GIVEN TASK. Return each line of the data below that contains the string "kitchen". Case counts.

MATERIAL PROVIDED.

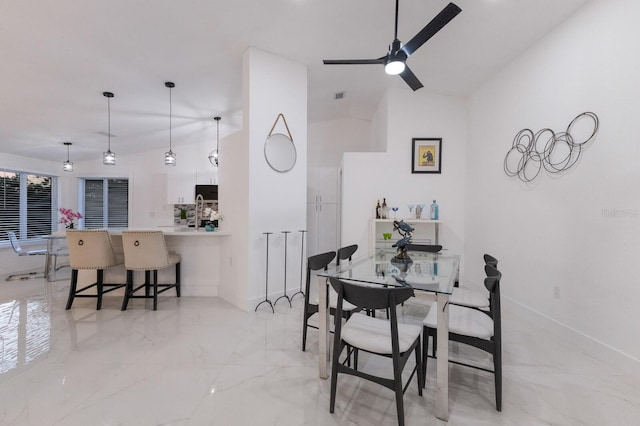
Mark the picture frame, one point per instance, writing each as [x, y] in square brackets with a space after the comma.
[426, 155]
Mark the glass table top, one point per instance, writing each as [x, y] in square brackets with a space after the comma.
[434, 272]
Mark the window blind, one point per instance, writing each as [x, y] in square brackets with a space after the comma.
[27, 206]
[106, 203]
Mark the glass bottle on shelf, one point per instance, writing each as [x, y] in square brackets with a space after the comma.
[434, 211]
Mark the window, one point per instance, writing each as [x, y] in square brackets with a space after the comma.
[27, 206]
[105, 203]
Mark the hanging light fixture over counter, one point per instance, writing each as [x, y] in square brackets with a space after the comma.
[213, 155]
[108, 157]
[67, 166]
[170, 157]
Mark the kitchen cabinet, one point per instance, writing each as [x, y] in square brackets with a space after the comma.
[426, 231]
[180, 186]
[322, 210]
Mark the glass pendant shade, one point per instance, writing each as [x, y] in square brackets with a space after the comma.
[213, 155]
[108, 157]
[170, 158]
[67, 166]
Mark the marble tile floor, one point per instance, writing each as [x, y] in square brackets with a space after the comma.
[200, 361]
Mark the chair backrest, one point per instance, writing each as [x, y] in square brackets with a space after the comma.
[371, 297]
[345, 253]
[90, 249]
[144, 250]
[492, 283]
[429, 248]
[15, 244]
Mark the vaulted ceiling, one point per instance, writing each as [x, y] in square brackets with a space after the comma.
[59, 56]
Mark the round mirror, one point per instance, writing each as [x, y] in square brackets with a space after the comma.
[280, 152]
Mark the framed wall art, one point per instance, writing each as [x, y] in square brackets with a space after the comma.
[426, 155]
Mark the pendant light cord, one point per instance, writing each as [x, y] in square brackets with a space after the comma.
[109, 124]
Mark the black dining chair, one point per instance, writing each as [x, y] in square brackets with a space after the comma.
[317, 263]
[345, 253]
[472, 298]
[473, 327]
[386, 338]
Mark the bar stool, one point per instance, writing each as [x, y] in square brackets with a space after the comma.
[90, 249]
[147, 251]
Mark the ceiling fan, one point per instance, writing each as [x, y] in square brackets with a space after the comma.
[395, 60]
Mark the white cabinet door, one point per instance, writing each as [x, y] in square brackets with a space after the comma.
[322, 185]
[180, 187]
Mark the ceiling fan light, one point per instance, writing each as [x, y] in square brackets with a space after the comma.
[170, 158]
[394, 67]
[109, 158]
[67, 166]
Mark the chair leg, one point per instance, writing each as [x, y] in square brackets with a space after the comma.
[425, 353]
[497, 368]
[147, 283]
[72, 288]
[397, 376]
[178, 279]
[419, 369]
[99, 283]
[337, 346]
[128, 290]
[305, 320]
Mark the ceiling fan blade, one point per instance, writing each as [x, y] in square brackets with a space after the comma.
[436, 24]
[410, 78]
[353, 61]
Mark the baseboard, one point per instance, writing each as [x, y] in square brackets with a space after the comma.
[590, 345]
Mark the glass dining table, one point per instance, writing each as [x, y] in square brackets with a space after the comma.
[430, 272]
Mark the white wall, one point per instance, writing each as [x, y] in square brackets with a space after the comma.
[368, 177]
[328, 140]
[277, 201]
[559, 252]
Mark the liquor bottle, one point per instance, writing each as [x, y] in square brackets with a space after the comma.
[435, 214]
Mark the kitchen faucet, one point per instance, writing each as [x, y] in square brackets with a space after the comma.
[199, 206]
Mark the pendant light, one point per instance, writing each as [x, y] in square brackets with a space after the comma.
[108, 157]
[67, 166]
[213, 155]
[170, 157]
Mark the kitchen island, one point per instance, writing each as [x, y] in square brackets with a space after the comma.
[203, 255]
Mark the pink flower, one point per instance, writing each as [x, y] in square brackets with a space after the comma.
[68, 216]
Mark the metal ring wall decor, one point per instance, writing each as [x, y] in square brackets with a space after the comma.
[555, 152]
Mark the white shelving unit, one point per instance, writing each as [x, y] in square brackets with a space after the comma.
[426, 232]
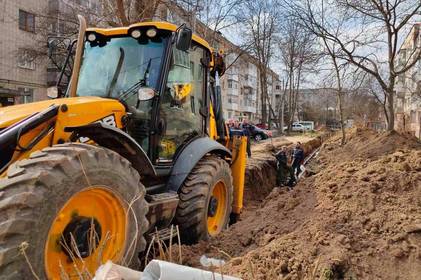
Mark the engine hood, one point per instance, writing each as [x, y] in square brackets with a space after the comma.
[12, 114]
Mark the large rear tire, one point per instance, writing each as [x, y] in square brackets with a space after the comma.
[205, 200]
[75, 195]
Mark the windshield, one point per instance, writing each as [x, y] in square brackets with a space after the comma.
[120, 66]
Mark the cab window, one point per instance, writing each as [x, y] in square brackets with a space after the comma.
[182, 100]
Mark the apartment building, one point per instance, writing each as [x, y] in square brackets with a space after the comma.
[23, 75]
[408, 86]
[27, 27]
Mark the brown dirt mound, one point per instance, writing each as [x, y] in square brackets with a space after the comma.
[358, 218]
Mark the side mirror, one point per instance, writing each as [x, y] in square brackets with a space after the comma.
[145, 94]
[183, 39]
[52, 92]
...
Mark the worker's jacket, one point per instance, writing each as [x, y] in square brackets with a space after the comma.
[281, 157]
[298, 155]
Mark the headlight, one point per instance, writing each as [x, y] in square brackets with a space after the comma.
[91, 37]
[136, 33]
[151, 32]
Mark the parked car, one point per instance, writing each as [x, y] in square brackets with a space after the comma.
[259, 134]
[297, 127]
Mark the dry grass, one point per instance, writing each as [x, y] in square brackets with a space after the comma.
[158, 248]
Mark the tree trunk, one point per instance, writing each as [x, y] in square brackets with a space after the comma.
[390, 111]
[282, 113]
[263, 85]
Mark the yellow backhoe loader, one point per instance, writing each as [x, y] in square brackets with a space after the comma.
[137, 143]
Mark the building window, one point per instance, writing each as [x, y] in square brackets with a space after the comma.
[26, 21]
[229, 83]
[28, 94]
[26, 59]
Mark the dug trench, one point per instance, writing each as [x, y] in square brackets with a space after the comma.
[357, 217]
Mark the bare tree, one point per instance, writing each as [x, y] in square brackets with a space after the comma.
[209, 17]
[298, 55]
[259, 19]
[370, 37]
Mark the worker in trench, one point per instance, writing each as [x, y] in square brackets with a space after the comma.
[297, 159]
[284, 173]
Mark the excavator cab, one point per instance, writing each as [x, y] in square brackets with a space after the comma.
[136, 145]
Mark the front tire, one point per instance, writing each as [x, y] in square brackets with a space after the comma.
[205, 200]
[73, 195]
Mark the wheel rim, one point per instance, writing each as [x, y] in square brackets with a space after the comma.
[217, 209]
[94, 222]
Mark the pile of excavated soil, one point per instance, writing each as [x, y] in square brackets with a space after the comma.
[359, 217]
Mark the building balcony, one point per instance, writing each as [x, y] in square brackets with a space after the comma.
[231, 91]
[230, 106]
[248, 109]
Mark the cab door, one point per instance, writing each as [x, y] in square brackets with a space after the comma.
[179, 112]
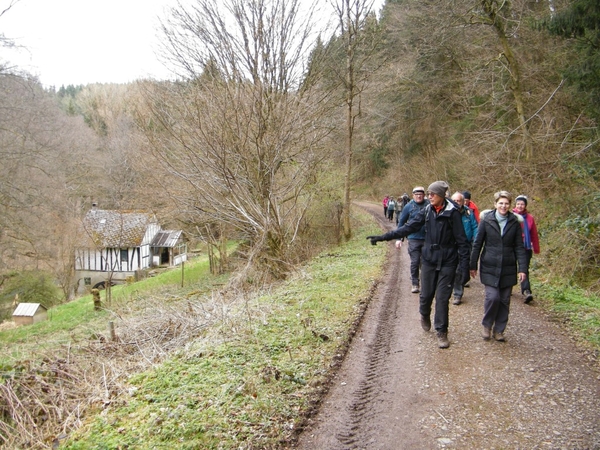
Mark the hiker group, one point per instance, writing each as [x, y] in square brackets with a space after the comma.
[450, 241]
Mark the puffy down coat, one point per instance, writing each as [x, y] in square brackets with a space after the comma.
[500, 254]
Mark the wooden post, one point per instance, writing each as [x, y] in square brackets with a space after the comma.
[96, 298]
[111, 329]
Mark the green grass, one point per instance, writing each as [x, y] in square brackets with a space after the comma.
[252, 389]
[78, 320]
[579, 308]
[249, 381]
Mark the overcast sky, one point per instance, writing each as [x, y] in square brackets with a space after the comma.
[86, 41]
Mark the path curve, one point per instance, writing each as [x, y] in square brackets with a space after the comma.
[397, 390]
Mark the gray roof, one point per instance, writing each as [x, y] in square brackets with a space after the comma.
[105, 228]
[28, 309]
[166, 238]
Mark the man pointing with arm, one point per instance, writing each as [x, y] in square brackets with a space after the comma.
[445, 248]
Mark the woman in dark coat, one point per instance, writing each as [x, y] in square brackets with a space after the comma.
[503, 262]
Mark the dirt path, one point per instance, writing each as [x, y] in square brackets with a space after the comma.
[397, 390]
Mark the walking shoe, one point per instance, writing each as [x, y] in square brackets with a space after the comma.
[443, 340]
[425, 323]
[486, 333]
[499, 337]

FINISHED TASK.
Mark the kitchen cabinet, one point per instance, writing each as [x, y] in square brackets with a space after the comma.
Mark the kitchen faucet, one point per instance, writing each as [x, y] in square brackets with a space after the comma.
Mark the kitchen island, one point per instance, writing each as [x, y] in square brackets with a space after the comma.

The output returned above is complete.